-- START --
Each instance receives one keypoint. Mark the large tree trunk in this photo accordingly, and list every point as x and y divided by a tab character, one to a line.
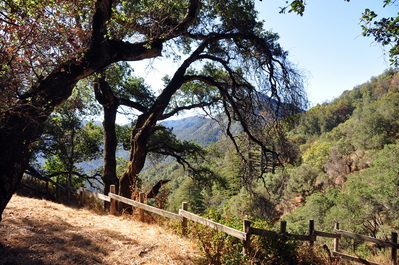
22	124
110	103
110	144
143	129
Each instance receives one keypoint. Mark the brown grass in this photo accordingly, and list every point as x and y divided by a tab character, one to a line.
37	231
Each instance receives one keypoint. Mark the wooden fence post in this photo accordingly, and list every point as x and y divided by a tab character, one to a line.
336	240
184	207
246	227
112	209
394	254
283	229
141	211
311	232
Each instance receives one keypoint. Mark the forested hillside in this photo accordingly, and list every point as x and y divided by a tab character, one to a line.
341	165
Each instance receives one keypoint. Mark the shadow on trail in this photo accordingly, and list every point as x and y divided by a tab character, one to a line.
52	241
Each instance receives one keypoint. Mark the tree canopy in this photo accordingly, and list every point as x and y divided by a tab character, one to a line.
48	47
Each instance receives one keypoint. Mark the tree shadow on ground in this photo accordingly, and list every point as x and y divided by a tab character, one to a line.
53	241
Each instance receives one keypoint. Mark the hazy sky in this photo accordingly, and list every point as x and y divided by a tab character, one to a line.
325	44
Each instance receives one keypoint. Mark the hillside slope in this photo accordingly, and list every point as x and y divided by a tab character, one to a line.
42	232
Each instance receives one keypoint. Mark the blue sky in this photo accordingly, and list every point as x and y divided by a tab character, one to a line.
327	45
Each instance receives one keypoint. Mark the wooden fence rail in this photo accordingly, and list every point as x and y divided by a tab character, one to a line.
245	235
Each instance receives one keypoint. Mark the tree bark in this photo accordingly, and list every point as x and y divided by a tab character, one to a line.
22	124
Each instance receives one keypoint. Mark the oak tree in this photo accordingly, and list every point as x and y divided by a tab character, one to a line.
48	47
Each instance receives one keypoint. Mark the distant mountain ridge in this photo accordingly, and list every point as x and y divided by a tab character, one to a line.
200	130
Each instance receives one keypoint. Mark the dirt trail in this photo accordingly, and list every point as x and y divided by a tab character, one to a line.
37	231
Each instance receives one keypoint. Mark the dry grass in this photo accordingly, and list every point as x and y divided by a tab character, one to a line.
42	232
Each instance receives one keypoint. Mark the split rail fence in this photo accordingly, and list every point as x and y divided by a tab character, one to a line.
184	215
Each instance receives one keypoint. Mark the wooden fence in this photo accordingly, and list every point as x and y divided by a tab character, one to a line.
248	231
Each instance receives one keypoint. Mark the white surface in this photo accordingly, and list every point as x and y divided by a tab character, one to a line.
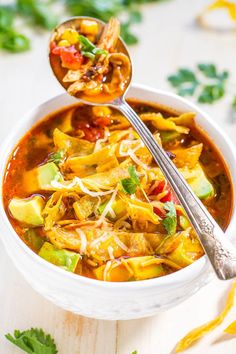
169	40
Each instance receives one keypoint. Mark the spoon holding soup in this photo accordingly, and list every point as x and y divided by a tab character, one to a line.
92	63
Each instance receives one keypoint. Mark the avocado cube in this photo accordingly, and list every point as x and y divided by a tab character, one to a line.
200	184
28	211
40	178
60	257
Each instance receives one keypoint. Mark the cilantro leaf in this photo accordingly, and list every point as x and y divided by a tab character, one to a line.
33	341
38	12
211	93
13	41
6	17
170	221
130	184
56	157
88	49
185	81
210	71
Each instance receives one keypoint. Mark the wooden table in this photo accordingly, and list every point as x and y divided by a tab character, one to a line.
169	38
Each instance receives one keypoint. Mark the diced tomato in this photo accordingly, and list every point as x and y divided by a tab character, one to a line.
52	46
70	57
71	60
169	197
90	133
158	212
160	187
103	121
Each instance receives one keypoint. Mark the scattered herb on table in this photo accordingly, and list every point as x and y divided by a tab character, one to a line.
33	341
206	82
131	183
170	221
10	39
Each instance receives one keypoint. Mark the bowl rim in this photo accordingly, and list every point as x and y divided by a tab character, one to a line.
170	279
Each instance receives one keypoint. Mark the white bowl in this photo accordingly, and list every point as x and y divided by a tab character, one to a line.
105	300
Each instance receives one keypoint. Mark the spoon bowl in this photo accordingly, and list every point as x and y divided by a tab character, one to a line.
60	72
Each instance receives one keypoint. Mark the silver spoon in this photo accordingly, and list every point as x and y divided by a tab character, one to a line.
218	248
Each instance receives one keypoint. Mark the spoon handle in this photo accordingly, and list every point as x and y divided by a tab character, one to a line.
218	248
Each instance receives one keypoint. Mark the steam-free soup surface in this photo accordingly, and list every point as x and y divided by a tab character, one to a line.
83	192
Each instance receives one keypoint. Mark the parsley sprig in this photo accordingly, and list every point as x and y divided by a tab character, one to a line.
206	82
170	221
131	183
33	341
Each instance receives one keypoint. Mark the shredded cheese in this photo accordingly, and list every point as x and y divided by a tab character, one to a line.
76	182
108	208
83	239
137	160
100	239
100	141
120	243
106	270
110	252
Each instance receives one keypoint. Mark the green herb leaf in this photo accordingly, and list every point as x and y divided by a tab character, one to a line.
130	184
211	93
14	42
170	221
56	157
33	341
210	71
38	12
6	17
185	81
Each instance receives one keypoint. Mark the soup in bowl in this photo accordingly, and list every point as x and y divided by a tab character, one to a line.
83	193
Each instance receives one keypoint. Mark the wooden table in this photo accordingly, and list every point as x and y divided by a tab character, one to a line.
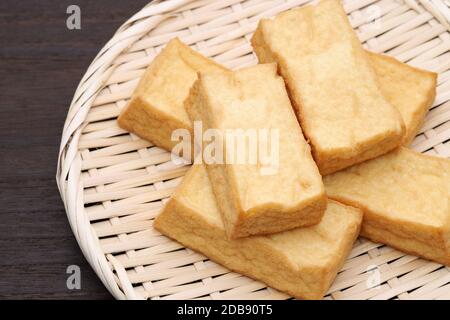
41	64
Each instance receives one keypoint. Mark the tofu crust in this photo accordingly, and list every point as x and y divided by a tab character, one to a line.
404	196
156	106
332	85
410	90
253	203
302	262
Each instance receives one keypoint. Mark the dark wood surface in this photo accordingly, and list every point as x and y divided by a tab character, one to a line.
-- END --
Set task: Convert all of the data above into a Markdown table with the columns Row and Line, giving each line its own numbered row and skipping blank lines. Leave the pictures out of the table.

Task output:
| Row | Line |
|---|---|
| 1 | Each instance receives one keypoint. Mark the large tree trunk in this photo accordingly, and list every point as x and y divided by a tab character, one to a line. |
| 2 | 22	124 |
| 3 | 110	103 |
| 4 | 110	144 |
| 5 | 143	129 |
| 6 | Each instance receives one keypoint. Mark the brown grass in this photo accordingly, and list every point as x and y divided by a tab character, one to a line. |
| 7 | 37	231 |
| 8 | Each instance receives one keypoint. Mark the wooden fence post in this photo accordingly, and list every point as x and y divided by a tab character, one to a line. |
| 9 | 336	240 |
| 10 | 184	207 |
| 11 | 246	227 |
| 12 | 112	209 |
| 13 | 394	254 |
| 14 | 283	229 |
| 15 | 141	211 |
| 16 | 311	232 |
| 17 | Each instance receives one keypoint. Mark the forested hillside in this photo accordingly, and list every point as x and y divided by a tab character, one to a line. |
| 18 | 341	165 |
| 19 | Each instance receives one keypoint. Mark the shadow on trail in this photo accordingly, and list every point as x and y divided by a tab character, one to a line. |
| 20 | 52	241 |
| 21 | Each instance receives one keypoint. Mark the tree canopy in this photo accordingly, and list every point as x and y divided by a tab character, one to a line. |
| 22 | 48	47 |
| 23 | Each instance receives one keypoint. Mark the tree shadow on ground in this photo accordingly, and list every point as x and y divided by a tab character, one to a line. |
| 24 | 53	241 |
| 25 | Each instance receives one keypoint. Mark the hazy sky in this photo accordingly, and list every point as x and y divided by a tab character, one to a line. |
| 26 | 325	44 |
| 27 | Each instance receives one keypoint. Mark the hillside slope in this photo accordingly, and list every point as x and y divided by a tab character, one to a line. |
| 28 | 42	232 |
| 29 | Each instance receives one keypoint. Mark the blue sky in this photo accordingly, and list every point as x and y divided by a tab character, one to a line. |
| 30 | 327	45 |
| 31 | Each instance receives one keypoint. Mark the wooden fence rail in this photo accordingly, and list every point as x and y divided by a tab character, one to a line. |
| 32 | 245	235 |
| 33 | Each instance receives one keypoint. Mark the tree bark in this photo accordingly, and list every point as x and y divided by a tab character, one to a line. |
| 34 | 22	124 |
| 35 | Each instance receives one keypoint. Mark the oak tree in this photo accordingly, and list every point as x and y divided by a tab character, one to a line. |
| 36 | 48	47 |
| 37 | Each instance receives one keypoint. Mark the distant mountain ridge in this photo accordingly, and list every point as x and y divided by a tab character, one to a line. |
| 38 | 200	130 |
| 39 | Each instance receives one keypoint. Mark the dirt trail in this photo accordingly, and list every point as x and y divided by a tab character, one to a line. |
| 40 | 37	231 |
| 41 | Each instance receives one keypoint. Mark the dry grass in this photo accordingly, and list every point as x and y divided by a tab character, one to a line. |
| 42 | 42	232 |
| 43 | Each instance receives one keypoint. Mark the split rail fence in this photo accordingly, and list every point as x and y divided by a tab character, one to a line. |
| 44 | 184	215 |
| 45 | Each instance receives one keypoint. Mark the wooden fence in this photo accordingly, and list every point as x and y divided by a tab character, one to a line. |
| 46 | 248	231 |
| 47 | Each instance receives one keypoint. Mark the white surface in this photo accordingly, and list every point as x and y divided by a tab character, one to a line. |
| 48 | 169	40 |
| 49 | Each instance receives one keypoint. Mark the spoon holding soup in this photo accordingly, and list every point as x and y divided by a tab character, one to a line. |
| 50 | 92	63 |
| 51 | Each instance receives one keypoint. Mark the avocado cube in this photo accordingly, and list every point as x and y divided by a tab character, one to a line. |
| 52 | 200	184 |
| 53 | 28	211 |
| 54 | 40	178 |
| 55 | 60	257 |
| 56 | Each instance receives one keypoint. Mark the cilantro leaf in this photo accordingly, and list every point as x and y divided by a tab character, one to a line. |
| 57 | 33	341 |
| 58 | 38	12 |
| 59 | 211	93 |
| 60 | 13	41 |
| 61 | 6	17 |
| 62 | 170	221 |
| 63 | 130	184 |
| 64 | 56	157 |
| 65 | 88	49 |
| 66 | 185	81 |
| 67 | 210	71 |
| 68 | Each instance receives one keypoint. Mark the wooden table in this photo accordingly, and list every point as x and y divided by a tab character, one to a line. |
| 69 | 169	38 |
| 70 | Each instance receives one keypoint. Mark the diced tomato in this photo accordingly, and list every point as x and y divided by a tab character, one to a line. |
| 71 | 52	46 |
| 72 | 70	57 |
| 73 | 71	60 |
| 74 | 169	197 |
| 75 | 90	133 |
| 76 | 158	212 |
| 77 | 160	187 |
| 78 | 103	121 |
| 79 | Each instance receives one keypoint. Mark the scattered herb on table in this photo accordingly, and list every point as x and y divided by a tab character, one to a line. |
| 80 | 33	341 |
| 81 | 206	82 |
| 82 | 131	183 |
| 83 | 170	221 |
| 84 | 10	39 |
| 85 | Each instance receives one keypoint. Mark the bowl rim in this photo accordingly, and list every point as x and y divided by a tab character, one to a line. |
| 86 | 170	279 |
| 87 | Each instance receives one keypoint. Mark the white bowl in this photo accordingly, and list every point as x and y divided by a tab character, one to a line. |
| 88 | 105	300 |
| 89 | Each instance receives one keypoint. Mark the spoon bowl in this photo accordingly, and list every point as x and y divided by a tab character, one to a line. |
| 90 | 60	72 |
| 91 | Each instance receives one keypoint. Mark the silver spoon in this photo accordingly, and list every point as x and y divided by a tab character, one to a line. |
| 92 | 218	248 |
| 93 | Each instance receives one keypoint. Mark the spoon handle in this photo accordingly, and list every point as x and y divided by a tab character, one to a line. |
| 94 | 218	248 |
| 95 | Each instance receives one keypoint. Mark the steam-free soup surface in this photo accordingly, and list every point as x and y divided by a tab character, one to a line. |
| 96 | 83	192 |
| 97 | Each instance receives one keypoint. Mark the parsley sprig in this photo accordingly, and list every point as x and y divided by a tab character, one to a line. |
| 98 | 206	82 |
| 99 | 170	221 |
| 100 | 131	183 |
| 101 | 33	341 |
| 102 | Each instance receives one keypoint. Mark the shredded cheese in this photo accordingly, and list every point as x and y divided by a tab character, one to a line. |
| 103 | 76	182 |
| 104 | 108	208 |
| 105 | 83	239 |
| 106 | 137	160 |
| 107 | 100	239 |
| 108 | 100	141 |
| 109 | 120	243 |
| 110 | 106	270 |
| 111 | 110	252 |
| 112 | Each instance receives one keypoint. Mark the green herb leaf in this photo accordingly, and list every point as x and y divided by a tab character, one to a line. |
| 113 | 130	184 |
| 114 | 211	93 |
| 115 | 14	42 |
| 116 | 170	221 |
| 117 | 56	157 |
| 118 | 33	341 |
| 119 | 210	71 |
| 120 | 38	12 |
| 121 | 6	17 |
| 122 | 185	81 |
| 123 | Each instance receives one keypoint. Mark the soup in bowl in this photo accordingly, and list every point as x and y divided by a tab character, one to a line. |
| 124 | 83	193 |
| 125 | Each instance receives one keypoint. Mark the wooden table in this photo accordingly, and list every point as x and y divided by a tab character, one to a line. |
| 126 | 41	64 |
| 127 | Each instance receives one keypoint. Mark the tofu crust in this photo accordingly, and list every point as x and y divided by a tab character, one to a line. |
| 128 | 404	196 |
| 129 | 156	106 |
| 130 | 332	85 |
| 131 | 410	90 |
| 132 | 253	203 |
| 133 | 302	262 |
| 134 | Each instance receives one keypoint. Mark the dark wood surface in this photo accordingly, and list every point as x and y divided by a tab character, one to a line. |